EXERCISE
For the records below, output word for word the lines from the one with "Target = billboard" up to and including the one with "Target = black sneaker". No pictures.

RECORDS SHOWN
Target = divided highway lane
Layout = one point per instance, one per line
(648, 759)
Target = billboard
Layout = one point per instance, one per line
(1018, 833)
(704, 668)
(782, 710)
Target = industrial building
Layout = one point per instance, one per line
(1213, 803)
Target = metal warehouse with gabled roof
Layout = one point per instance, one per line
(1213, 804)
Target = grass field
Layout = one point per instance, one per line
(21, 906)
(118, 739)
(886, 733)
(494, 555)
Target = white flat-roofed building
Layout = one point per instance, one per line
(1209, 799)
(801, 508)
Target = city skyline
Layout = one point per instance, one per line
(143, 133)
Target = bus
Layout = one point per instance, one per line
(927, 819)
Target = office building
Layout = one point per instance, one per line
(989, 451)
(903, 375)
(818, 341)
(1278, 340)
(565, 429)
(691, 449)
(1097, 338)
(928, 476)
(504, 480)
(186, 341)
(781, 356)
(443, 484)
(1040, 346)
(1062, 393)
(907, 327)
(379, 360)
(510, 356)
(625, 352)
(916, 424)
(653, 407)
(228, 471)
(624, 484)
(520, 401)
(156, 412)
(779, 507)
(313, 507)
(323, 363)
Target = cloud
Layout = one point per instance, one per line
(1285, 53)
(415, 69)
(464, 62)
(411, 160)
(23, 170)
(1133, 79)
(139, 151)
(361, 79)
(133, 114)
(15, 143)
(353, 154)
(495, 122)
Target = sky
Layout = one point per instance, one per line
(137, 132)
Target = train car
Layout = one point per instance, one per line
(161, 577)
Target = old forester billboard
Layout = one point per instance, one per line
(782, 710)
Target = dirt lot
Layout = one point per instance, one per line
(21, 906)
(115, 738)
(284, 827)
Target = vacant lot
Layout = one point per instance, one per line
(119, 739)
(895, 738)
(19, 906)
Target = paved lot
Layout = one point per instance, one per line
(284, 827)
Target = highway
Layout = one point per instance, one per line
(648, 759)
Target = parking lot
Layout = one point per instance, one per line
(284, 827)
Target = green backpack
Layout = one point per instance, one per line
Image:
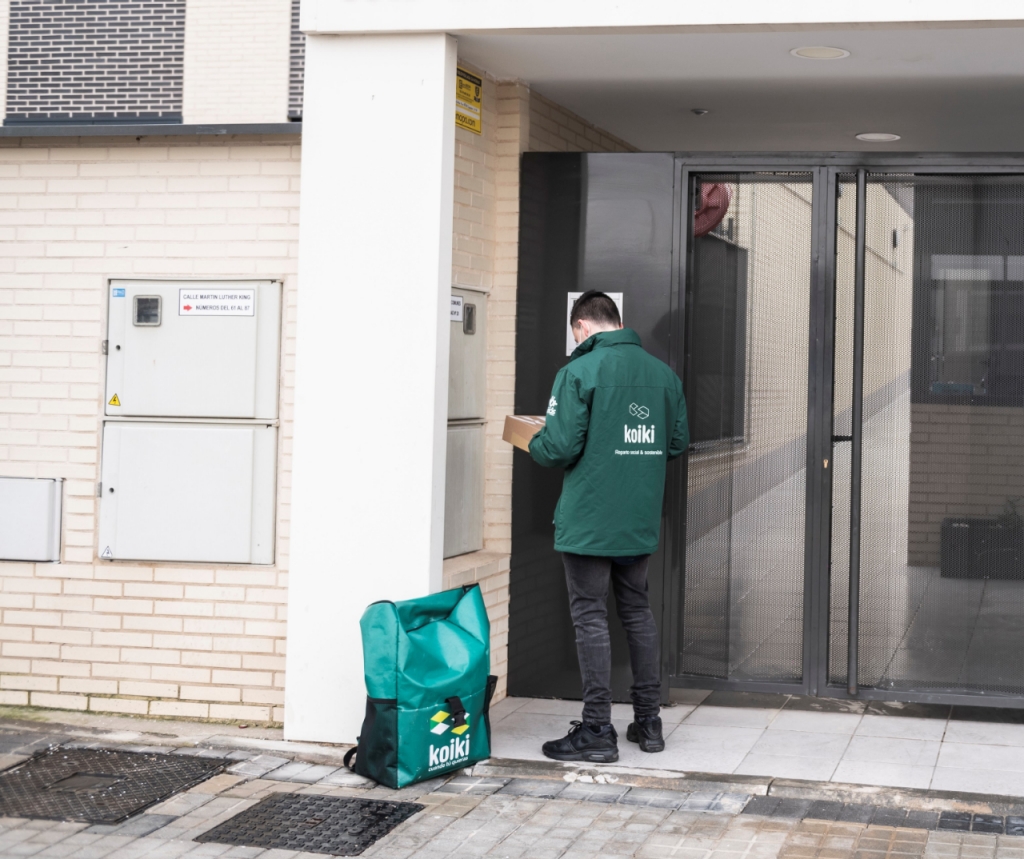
(427, 663)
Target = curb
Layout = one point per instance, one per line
(913, 799)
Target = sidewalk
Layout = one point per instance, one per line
(535, 810)
(976, 749)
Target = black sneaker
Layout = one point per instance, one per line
(584, 743)
(647, 732)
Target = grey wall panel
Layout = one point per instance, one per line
(95, 60)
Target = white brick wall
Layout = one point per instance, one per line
(237, 60)
(193, 640)
(167, 640)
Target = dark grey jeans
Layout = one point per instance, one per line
(588, 577)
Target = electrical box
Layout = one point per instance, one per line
(468, 355)
(187, 491)
(193, 349)
(464, 488)
(30, 519)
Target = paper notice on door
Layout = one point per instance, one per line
(570, 344)
(216, 302)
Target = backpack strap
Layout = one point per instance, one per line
(457, 710)
(347, 760)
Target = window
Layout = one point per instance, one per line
(716, 367)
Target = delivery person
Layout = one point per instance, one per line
(615, 417)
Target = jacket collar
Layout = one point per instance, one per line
(622, 337)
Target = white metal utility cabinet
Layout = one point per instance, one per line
(190, 435)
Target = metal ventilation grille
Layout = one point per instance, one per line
(942, 548)
(748, 306)
(336, 825)
(95, 785)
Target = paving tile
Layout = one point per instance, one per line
(978, 780)
(301, 772)
(548, 788)
(901, 727)
(648, 798)
(780, 766)
(888, 816)
(890, 775)
(180, 804)
(258, 766)
(477, 785)
(733, 717)
(593, 792)
(822, 746)
(345, 778)
(954, 821)
(978, 757)
(135, 827)
(817, 723)
(707, 748)
(551, 706)
(913, 753)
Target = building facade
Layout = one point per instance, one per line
(213, 142)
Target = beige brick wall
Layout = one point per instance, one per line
(158, 639)
(193, 640)
(237, 60)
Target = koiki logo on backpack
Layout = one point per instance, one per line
(428, 687)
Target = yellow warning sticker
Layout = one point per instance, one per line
(468, 100)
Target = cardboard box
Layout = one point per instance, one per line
(520, 428)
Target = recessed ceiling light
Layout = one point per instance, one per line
(820, 52)
(877, 137)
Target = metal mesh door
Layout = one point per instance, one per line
(941, 596)
(747, 379)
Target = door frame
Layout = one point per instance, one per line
(824, 169)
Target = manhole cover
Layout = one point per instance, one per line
(96, 786)
(337, 825)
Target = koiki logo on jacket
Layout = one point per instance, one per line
(457, 748)
(641, 434)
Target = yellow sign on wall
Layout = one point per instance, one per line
(468, 100)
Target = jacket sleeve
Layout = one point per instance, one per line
(681, 433)
(561, 440)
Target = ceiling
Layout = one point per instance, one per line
(941, 89)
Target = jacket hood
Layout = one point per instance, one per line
(621, 337)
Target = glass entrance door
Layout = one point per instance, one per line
(933, 396)
(748, 286)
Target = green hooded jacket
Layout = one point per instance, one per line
(615, 417)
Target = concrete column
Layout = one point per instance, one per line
(371, 397)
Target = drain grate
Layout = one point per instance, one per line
(96, 786)
(337, 825)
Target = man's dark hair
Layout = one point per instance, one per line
(595, 306)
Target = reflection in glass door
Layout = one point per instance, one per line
(941, 571)
(748, 306)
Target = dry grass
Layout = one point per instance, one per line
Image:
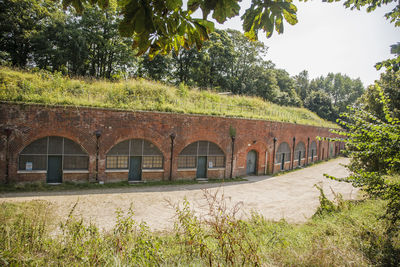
(46, 88)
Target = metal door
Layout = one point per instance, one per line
(135, 168)
(251, 162)
(54, 169)
(299, 158)
(201, 167)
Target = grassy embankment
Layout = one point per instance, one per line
(345, 234)
(45, 88)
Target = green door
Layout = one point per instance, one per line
(201, 167)
(299, 158)
(135, 169)
(251, 162)
(54, 170)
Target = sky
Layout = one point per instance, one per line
(329, 38)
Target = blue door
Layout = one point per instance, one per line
(135, 169)
(201, 167)
(54, 170)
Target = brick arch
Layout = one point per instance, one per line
(88, 144)
(260, 147)
(155, 141)
(190, 141)
(145, 139)
(180, 148)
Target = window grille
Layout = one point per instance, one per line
(74, 157)
(300, 148)
(39, 162)
(188, 157)
(216, 161)
(118, 156)
(186, 162)
(283, 151)
(117, 162)
(313, 148)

ANSWER
Target = billboard
Layout = one point per instance, one per line
(1018, 833)
(704, 668)
(782, 710)
Target = industrial building
Layout = one point per instance, one per line
(1213, 803)
Target = metal warehouse with gabled roof
Layout = one point per instance, one per line
(1213, 804)
Target = grass field
Layout = one point per instance, one per line
(21, 906)
(118, 739)
(886, 733)
(494, 555)
Target = white flat-roofed building
Layout = one point per instance, one per line
(1209, 799)
(801, 508)
Target = city skyline
Layout = one point per instance, one per line
(143, 133)
Target = bus
Layout = one point per instance, one per line
(927, 819)
Target = office building
Layout = one point per instance, one per line
(989, 451)
(903, 375)
(818, 341)
(1278, 340)
(565, 429)
(691, 449)
(1097, 338)
(928, 476)
(504, 480)
(186, 341)
(781, 356)
(443, 484)
(1040, 346)
(1062, 393)
(907, 327)
(379, 360)
(510, 356)
(625, 352)
(916, 424)
(653, 407)
(228, 471)
(624, 484)
(520, 401)
(156, 412)
(779, 507)
(313, 507)
(323, 363)
Target = cloud
Layout = one point per instance, one per line
(1285, 53)
(415, 69)
(464, 62)
(411, 160)
(23, 170)
(1133, 79)
(139, 151)
(361, 79)
(133, 114)
(15, 143)
(353, 154)
(495, 122)
Target = sky
Layout = one point per instance, one per line
(137, 132)
Target = train car
Layout = one point per instance, one per line
(161, 577)
Target = old forester billboard
Layout = one point per instance, one per line
(782, 710)
Target = dirt lot
Layout = one point per instance, one per line
(21, 906)
(115, 738)
(284, 827)
Target = vacant lot
Layout = one point per instance, one per line
(119, 739)
(895, 738)
(19, 906)
Target = paved lot
Layout = one point per instance, one per line
(284, 827)
Target = highway
Layout = one point per instance, one per line
(648, 759)
Target = parking lot
Layout = one point per instance, one per line
(284, 827)
Target = green backpack
Layout = one point per instance, one per line
Image:
(427, 663)
Target = curb
Layout = one point per instance, one per line
(913, 799)
Target = sidewalk
Layout = one point per instance, one per line
(535, 810)
(976, 749)
Target = black sneaker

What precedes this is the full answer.